─── RECORDS SHOWN

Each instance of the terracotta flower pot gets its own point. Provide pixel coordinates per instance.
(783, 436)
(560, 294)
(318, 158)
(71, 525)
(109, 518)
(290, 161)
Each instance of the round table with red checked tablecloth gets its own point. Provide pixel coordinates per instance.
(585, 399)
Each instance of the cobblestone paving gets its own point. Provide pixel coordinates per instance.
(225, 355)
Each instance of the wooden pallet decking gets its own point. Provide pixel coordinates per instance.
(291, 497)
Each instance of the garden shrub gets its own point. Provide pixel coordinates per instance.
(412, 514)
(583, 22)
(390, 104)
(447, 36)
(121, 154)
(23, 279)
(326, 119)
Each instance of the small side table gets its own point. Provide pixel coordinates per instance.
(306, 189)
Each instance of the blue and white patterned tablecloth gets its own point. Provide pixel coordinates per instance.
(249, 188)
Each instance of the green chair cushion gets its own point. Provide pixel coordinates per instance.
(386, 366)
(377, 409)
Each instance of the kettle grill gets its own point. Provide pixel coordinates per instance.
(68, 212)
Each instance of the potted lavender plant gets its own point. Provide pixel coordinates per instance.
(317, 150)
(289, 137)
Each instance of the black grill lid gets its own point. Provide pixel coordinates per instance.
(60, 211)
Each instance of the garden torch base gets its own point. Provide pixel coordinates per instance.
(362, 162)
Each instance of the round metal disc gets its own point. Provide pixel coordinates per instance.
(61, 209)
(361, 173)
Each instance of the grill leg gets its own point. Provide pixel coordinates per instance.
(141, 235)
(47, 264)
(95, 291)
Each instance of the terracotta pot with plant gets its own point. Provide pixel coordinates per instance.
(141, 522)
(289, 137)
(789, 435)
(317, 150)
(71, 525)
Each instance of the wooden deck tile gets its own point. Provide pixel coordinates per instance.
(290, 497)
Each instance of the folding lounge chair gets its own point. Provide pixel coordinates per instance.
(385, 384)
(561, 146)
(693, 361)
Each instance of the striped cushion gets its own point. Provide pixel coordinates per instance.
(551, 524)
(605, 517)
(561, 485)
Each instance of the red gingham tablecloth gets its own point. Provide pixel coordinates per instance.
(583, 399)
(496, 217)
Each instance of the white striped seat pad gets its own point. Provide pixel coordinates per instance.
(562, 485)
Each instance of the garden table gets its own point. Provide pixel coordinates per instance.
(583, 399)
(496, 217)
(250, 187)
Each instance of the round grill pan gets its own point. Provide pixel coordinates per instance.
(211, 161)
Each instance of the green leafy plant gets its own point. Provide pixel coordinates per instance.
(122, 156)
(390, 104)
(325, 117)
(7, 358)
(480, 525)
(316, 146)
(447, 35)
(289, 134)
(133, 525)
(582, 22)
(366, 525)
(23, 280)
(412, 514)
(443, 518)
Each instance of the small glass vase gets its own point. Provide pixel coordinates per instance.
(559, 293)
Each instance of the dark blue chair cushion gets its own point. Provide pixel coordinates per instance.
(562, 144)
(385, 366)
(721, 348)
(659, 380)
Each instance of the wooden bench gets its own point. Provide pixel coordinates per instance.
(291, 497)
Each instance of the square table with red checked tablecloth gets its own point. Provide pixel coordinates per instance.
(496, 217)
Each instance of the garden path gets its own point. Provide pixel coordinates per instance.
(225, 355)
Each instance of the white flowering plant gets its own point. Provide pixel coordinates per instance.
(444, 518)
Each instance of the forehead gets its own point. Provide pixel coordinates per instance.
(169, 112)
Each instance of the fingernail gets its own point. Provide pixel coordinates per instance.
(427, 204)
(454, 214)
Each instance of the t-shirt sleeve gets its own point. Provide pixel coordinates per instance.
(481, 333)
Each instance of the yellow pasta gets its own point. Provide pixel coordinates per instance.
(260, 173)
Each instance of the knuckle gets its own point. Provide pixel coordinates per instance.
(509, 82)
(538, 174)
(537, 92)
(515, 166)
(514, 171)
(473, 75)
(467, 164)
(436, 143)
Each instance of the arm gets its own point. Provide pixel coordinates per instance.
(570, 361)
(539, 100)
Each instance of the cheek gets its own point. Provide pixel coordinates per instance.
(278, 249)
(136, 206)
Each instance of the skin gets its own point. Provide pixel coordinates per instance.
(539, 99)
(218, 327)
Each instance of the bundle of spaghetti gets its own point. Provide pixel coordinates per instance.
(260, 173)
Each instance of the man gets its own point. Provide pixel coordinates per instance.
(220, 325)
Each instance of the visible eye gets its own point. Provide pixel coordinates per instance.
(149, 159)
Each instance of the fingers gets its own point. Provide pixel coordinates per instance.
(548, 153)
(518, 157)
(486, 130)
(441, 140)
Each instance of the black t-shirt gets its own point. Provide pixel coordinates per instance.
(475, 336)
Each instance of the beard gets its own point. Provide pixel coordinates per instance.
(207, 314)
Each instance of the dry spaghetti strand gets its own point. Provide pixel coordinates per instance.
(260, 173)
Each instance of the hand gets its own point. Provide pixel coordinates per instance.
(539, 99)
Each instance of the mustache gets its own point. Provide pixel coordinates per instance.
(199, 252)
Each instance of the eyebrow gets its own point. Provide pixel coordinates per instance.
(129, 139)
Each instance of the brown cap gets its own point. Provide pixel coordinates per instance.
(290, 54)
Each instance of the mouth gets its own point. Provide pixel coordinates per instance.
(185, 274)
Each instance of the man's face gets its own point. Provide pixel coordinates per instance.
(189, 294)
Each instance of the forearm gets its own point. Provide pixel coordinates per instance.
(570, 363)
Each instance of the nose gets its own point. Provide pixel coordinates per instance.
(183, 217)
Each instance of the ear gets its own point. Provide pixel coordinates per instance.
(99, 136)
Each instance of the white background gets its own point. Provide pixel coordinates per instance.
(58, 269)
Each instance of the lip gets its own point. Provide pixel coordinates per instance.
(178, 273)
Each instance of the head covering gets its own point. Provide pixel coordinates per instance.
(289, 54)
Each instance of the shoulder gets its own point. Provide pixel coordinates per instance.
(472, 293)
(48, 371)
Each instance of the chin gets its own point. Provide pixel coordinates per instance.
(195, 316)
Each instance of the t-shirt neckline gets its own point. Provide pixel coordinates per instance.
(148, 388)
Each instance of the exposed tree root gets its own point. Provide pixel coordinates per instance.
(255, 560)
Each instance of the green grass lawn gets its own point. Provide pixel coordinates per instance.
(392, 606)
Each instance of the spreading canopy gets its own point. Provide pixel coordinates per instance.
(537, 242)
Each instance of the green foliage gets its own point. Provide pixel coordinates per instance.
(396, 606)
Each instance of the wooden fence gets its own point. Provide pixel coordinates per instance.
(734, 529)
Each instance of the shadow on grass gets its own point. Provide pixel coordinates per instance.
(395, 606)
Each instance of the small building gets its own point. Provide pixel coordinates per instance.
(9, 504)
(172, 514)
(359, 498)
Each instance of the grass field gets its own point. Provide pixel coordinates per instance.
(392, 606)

──────

_DIRECTIONS FOR THIS TASK_. Once you have read the data, copy all of it out exactly.

_RESULT FOR THIS TASK_.
Each instance of the terracotta flower pot gets its own point. Provide pixel coordinates per instance.
(783, 436)
(560, 294)
(318, 158)
(71, 525)
(109, 518)
(290, 161)
Each instance of the round table with red checked tablecloth gets its own point. Provide pixel coordinates per instance.
(585, 399)
Each instance of the cobblestone paving gets its own point. Provide pixel coordinates per instance.
(225, 355)
Each instance of the wooden pallet decking gets its own point. Provide pixel coordinates per instance.
(291, 497)
Each instance of the garden shrub gets its own point. Provide pixel coordinates per instance.
(412, 514)
(583, 22)
(390, 104)
(447, 36)
(121, 154)
(23, 279)
(326, 119)
Each instance of the small side table gets its own point. Provide pixel coordinates per instance.
(306, 189)
Each instance of the blue and white patterned tablecloth gets its own point. Provide pixel coordinates per instance.
(249, 188)
Each instance of the green chair cushion gets its own point. Provide pixel coordinates per instance.
(386, 366)
(377, 409)
Each instance of the kettle grill gets its own point. Provide pixel coordinates per instance.
(68, 212)
Each instance of the potted lavender plant gets its own point. Provide pixel coordinates per instance.
(317, 150)
(289, 137)
Each instance of the black grill lid gets its own point. Provide pixel coordinates per instance.
(60, 211)
Each instance of the garden torch base gets its own point. Provide pixel coordinates per instance.
(362, 162)
Each instance of the round metal disc gets its own point. Provide pixel coordinates per instance.
(61, 209)
(361, 173)
Each instance of the grill leg gets its own point. Provide pixel coordinates per instance.
(141, 235)
(47, 264)
(95, 291)
Each instance of the terracotta pot with plant gets its own point. Provide pixel coordinates per instance.
(141, 522)
(289, 137)
(789, 435)
(317, 150)
(71, 525)
Each instance of the wooden deck tile gets its own point. Provide pixel coordinates per instance.
(290, 497)
Each instance of the folding lounge chair gets its own point. Provide pixel coordinates per instance.
(385, 384)
(561, 146)
(693, 361)
Each instance of the striped cushion gets its own point. Provide pixel coordinates per instance.
(551, 524)
(605, 517)
(561, 485)
Each instance of the red gingham tablecloth gets its own point. Provide pixel coordinates per instance.
(583, 399)
(496, 217)
Each instance of the white striped seat pad gets its own point. Provide pixel coordinates per instance.
(562, 485)
Each instance of the garden table gets its own point. Provide pixel coordinates per instance.
(583, 399)
(496, 217)
(250, 187)
Each instance of the round grill pan gets its own point. Provide pixel coordinates per instance.
(211, 161)
Each instance of the green leafy plant gets its own point. Provide pixel coordinates per instance.
(122, 156)
(390, 104)
(325, 117)
(7, 358)
(480, 525)
(316, 146)
(447, 35)
(289, 134)
(133, 525)
(582, 22)
(366, 525)
(23, 280)
(412, 514)
(443, 518)
Each instance of the small glass vase gets its own point. Provide pixel coordinates per instance.
(559, 293)
Each instance of the dark blue chair cushion gets its own point. Provide pixel coordinates per instance.
(562, 144)
(385, 366)
(721, 348)
(659, 380)
Each instance of the wooden bench gets its own point. Provide pixel coordinates per instance.
(291, 497)
Each instance of the square table with red checked tablecloth gets its own point. Provide pixel coordinates per instance.
(496, 217)
Each instance of the garden path gets its own point. Provide pixel coordinates per instance.
(225, 355)
Each instance of the white flowering plant gets its own point. Provide pixel coordinates per instance.
(444, 518)
Each instance of the forehead gets its own point. Provide pixel coordinates per instance.
(169, 112)
Each instance of the fingernail gets its own point. Provide pixel coordinates per instance.
(427, 204)
(454, 214)
Each instance of the t-shirt sleeve gets its own point. Provide pixel coordinates per instance.
(481, 333)
Each instance of the yellow pasta gets its own point. Provide pixel coordinates per instance.
(260, 173)
Each instance of the knuckle gets its own point. Provide pixel coordinates per instance.
(509, 82)
(538, 174)
(537, 92)
(515, 166)
(514, 171)
(473, 75)
(467, 164)
(436, 143)
Each instance of the arm gets its own point. Provide pixel coordinates per instance.
(570, 361)
(539, 100)
Each instance of the cheek gets its own point. Provide pixel coordinates per instance.
(278, 249)
(136, 206)
Each instance of the skin gets its own point. Provide pixel coordinates per instance.
(539, 99)
(218, 327)
Each instance of the bundle of spaghetti gets its own point. Provide pixel coordinates per instance.
(260, 173)
Each instance of the man gets its own point. Provide pixel coordinates per instance.
(220, 325)
Each instance of the visible eye gets its own point. Provide pixel coordinates per instance.
(149, 159)
Each instance of the fingers gets its own point. Provide pixel coordinates per instance.
(548, 153)
(518, 157)
(486, 130)
(441, 140)
Each instance of the black t-shirt gets its own point. Provide pixel coordinates per instance.
(475, 336)
Each instance of the beard gets its own point. Provide pixel coordinates per instance.
(207, 314)
Each instance of the dry spaghetti strand gets its own point. Provide pixel coordinates per instance.
(260, 173)
Each instance of the hand gets its own point. Provide pixel coordinates per instance.
(539, 99)
Each instance of the mustache gets its own point. Provide pixel coordinates per instance.
(199, 252)
Each instance of the eyebrow gets its own point. Provide pixel coordinates per instance.
(129, 139)
Each instance of the brown cap gets its own point. Provide pixel coordinates per instance.
(290, 54)
Each instance of the mouth gets its own point. Provide pixel coordinates per instance.
(185, 274)
Each instance of the man's face gets its own point. Provide pixel coordinates per instance.
(189, 294)
Each instance of the forearm gets its own point. Provide pixel coordinates per instance.
(570, 363)
Each instance of the nose gets its own point. Provide pixel coordinates per instance.
(183, 217)
Each instance of the ear gets its own point. Provide pixel coordinates per instance.
(99, 136)
Each instance of the white background gets its own point. Provide pixel coordinates per instance.
(58, 269)
Each instance of the lip gets its own point. Provide pixel coordinates per instance.
(178, 273)
Each instance of the head covering gets its own point. Provide pixel coordinates per instance.
(289, 54)
Each instance of the shoulder gets its own point. Provide pixel coordinates per instance.
(472, 293)
(48, 371)
Each instance of the chin gets its own point. Provide pixel coordinates per instance.
(195, 316)
Each instance of the t-shirt neckline gets its own point. Provide pixel coordinates per instance.
(148, 388)
Each instance of the exposed tree root gets its own point. Provide pixel coordinates per instance.
(255, 560)
Each instance of the green grass lawn gets its own point. Provide pixel coordinates per instance.
(392, 606)
Each instance of the spreading canopy gets its own point. Provide pixel coordinates per instance.
(537, 242)
Each instance of the green foliage gets its own point. Provide pixel coordinates per instance.
(396, 606)
Each instance of the wooden fence gets its own point. Provide pixel coordinates per instance.
(734, 529)
Each instance of the shadow on grass gets its own point. Provide pixel coordinates per instance.
(395, 606)
Each instance of the small building gets its own point. Provide pixel coordinates per instance.
(9, 504)
(172, 514)
(359, 498)
Each instance of the grass field gets its own point. Provide pixel coordinates per instance.
(392, 606)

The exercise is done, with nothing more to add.